SOURCE PASSAGE

------------

How do you keep a dual sport in good condition over 40-plus years? Easy: You just don’t ride it. And that’s what we see here, with a 1974 Honda XL100 that saw a few miles, then sat unused for decades, under the same ownership. It’s one of the nicest first-generation XLs you’ll ever see, if you’re looking to own a piece of history that could arguably be called the direct ancestor of all today’s dual sport machines.

Different strokes

It’s the early 1970s, and the Japanese motorcycle manufacturers are quickly muscling the British out of the showroom. In particular, Honda has decided to target every market segment in the world of motorcycling. Along with bikes like the CB550 and CB750, which displaced big-bore machines like the BSA Lightning series or the Triumph Thunderbird, Honda builds small-cc dirt bikes, scramblers and dual sports. These fill roughly the same niche as the BSA Bantam and other lightweight street-and-trail bikes. But, while Europe often used two-strokes engines for those machines (often based on the old DKW RT 125 design), Honda used four-strokes. In the early 1970s, Honda had the SL series, which evolved into the TL series of trials bikes, and the XL dual sports. The air-cooled two-valve OHC engine in the XL100 here is basically an updated SL100 single-cylinder.

------------

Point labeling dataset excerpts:
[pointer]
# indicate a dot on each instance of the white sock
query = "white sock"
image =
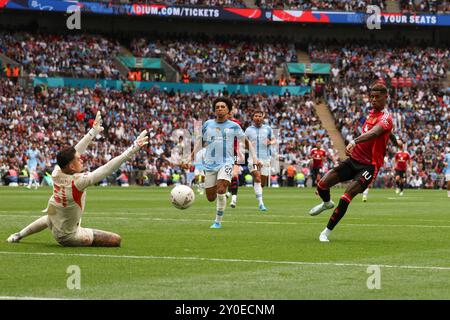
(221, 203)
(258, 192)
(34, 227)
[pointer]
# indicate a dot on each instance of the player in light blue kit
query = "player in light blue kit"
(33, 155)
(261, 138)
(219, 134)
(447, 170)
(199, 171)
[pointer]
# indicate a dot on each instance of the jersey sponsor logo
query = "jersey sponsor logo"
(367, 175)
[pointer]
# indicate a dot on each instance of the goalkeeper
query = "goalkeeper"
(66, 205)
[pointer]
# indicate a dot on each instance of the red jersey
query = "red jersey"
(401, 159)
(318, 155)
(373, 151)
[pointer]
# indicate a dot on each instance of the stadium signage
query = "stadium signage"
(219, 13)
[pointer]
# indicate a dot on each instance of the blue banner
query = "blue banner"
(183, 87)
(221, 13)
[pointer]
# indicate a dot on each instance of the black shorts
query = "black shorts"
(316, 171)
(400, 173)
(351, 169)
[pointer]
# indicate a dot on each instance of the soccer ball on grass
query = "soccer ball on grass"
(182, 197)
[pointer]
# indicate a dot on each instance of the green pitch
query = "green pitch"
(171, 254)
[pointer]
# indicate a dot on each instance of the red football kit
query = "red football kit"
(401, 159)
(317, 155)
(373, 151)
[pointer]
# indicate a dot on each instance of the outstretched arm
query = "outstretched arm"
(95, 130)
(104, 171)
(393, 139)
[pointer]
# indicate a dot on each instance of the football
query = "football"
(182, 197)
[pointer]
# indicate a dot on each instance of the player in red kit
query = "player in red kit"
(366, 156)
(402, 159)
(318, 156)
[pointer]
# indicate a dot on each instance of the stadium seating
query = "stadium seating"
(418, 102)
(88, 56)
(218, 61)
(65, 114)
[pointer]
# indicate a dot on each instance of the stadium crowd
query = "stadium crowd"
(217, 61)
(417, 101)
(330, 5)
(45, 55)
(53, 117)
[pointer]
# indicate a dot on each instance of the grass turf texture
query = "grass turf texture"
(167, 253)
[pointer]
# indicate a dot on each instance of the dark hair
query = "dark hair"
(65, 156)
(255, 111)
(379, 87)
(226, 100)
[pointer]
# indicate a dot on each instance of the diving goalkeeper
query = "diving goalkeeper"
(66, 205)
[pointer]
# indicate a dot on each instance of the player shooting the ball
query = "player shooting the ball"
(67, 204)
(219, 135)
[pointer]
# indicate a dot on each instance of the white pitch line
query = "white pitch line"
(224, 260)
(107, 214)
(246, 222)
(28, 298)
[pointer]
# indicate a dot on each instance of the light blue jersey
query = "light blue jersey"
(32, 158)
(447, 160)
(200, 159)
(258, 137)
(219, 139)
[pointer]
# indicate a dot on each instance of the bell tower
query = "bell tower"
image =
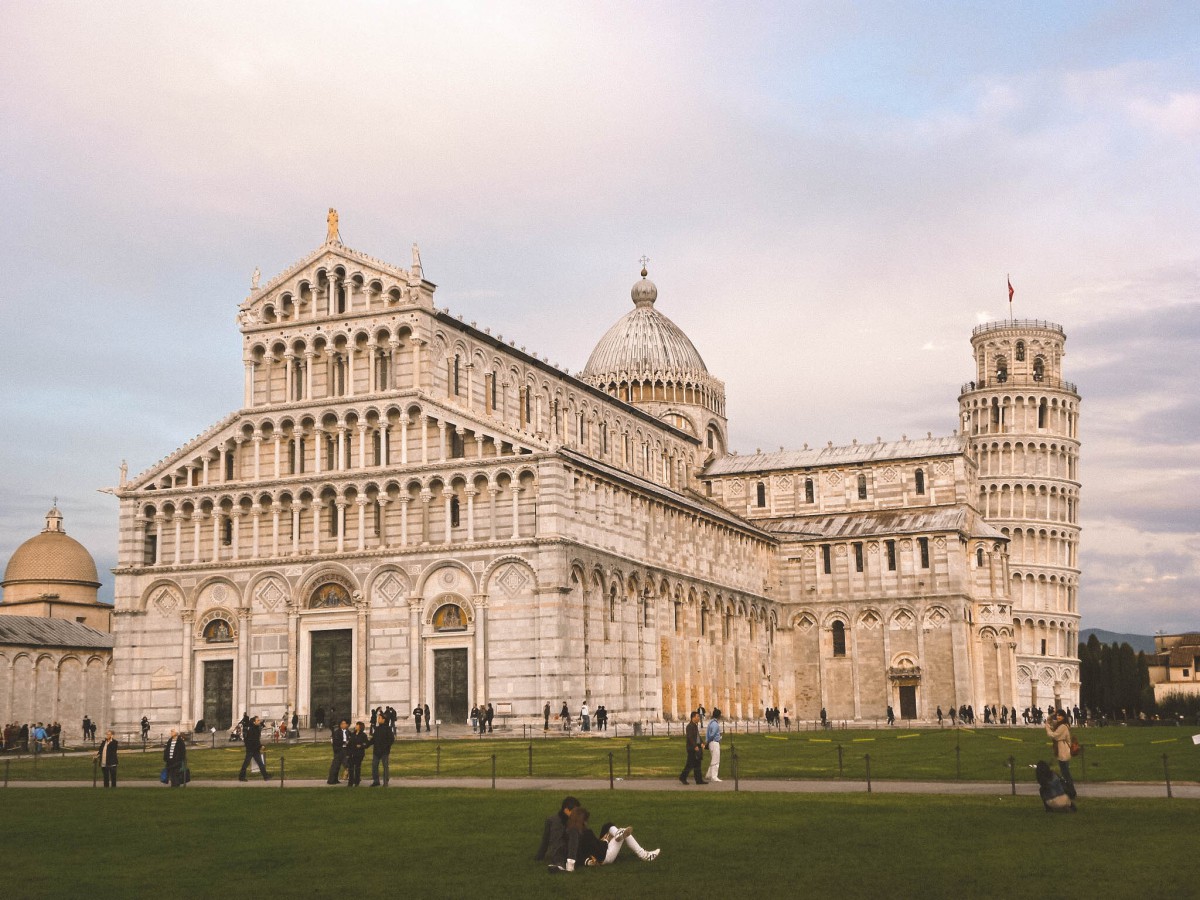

------------

EXERCISES TO COMPLETE
**1)** Answer these questions using the Honda XL100 article:
(a) What year and model is the motorcycle that sat unused for decades under the same ownership?
(b) Which Honda series evolved into the TL series of trials bikes?
(c) The engine in the XL100 is basically an updated version of which engine?
**2)** Write the next part of the Honda XL100 article, picking up after its last sentence.
None of this data is required for what comes next.

ANSWERS FOR THE TASKS
**1)**
(a) A 1974 Honda XL100.
(b) The SL series.
(c) The SL100 single-cylinder.

**2)**
Even the rest of the Japanese competition was still using two-strokes for their small-cc and even their middleweight enduros (as dual sports were called then). That didn’t change until the late 1970s or early 1980s, so Honda was really blazing some territory here. That’s amusing, as the bike itself is certainly no technical tour de force, and performance was limited. The XL100 made about 10 horsepower and 5 pound-feet of torque, and that suspension (twin rear shocks) was certainly limited even compared to the most basic dual sports available today. There was a 19-inch front wheel and 17-inch rear, with drum brakes at both ends. This was no race bike.

A solid performer

So why would you buy an XL100 in 1974? Because it was fun, simple and reliable.

Even in the early 1970s, Honda had a strong reputation; the Beach Boys sang about their “Little Honda,” not their “Little Hodaka.” And in overseas markets, just like today, machines like the XL100 made even more sense. Whether you were on an Asian goat path or cobblestoned streets in Europe, little bikes like this were always more popular outside North America, in areas where distances traveled were shorter, roads were more bumpy, or riders didn’t have enough money to even dream of a four-cylinder roadburner. They didn’t want a high-strung enduro bike; they just needed to get to work, or head to back-country trout lakes, or check a fence in the back pasture. In the days before ATVs, machines like this filled many of the roles that quads do now, since they were cheap and easy to ride over rough terrain.

Photo: Chris Maillet

Those years of solid performance really built Honda into the brand it is today. Even non-riders could see Big Red’s bikes were tough and dependable, and many of these XLs soldiered on for decades, until riders could no longer find parts or justify the expense of repairs.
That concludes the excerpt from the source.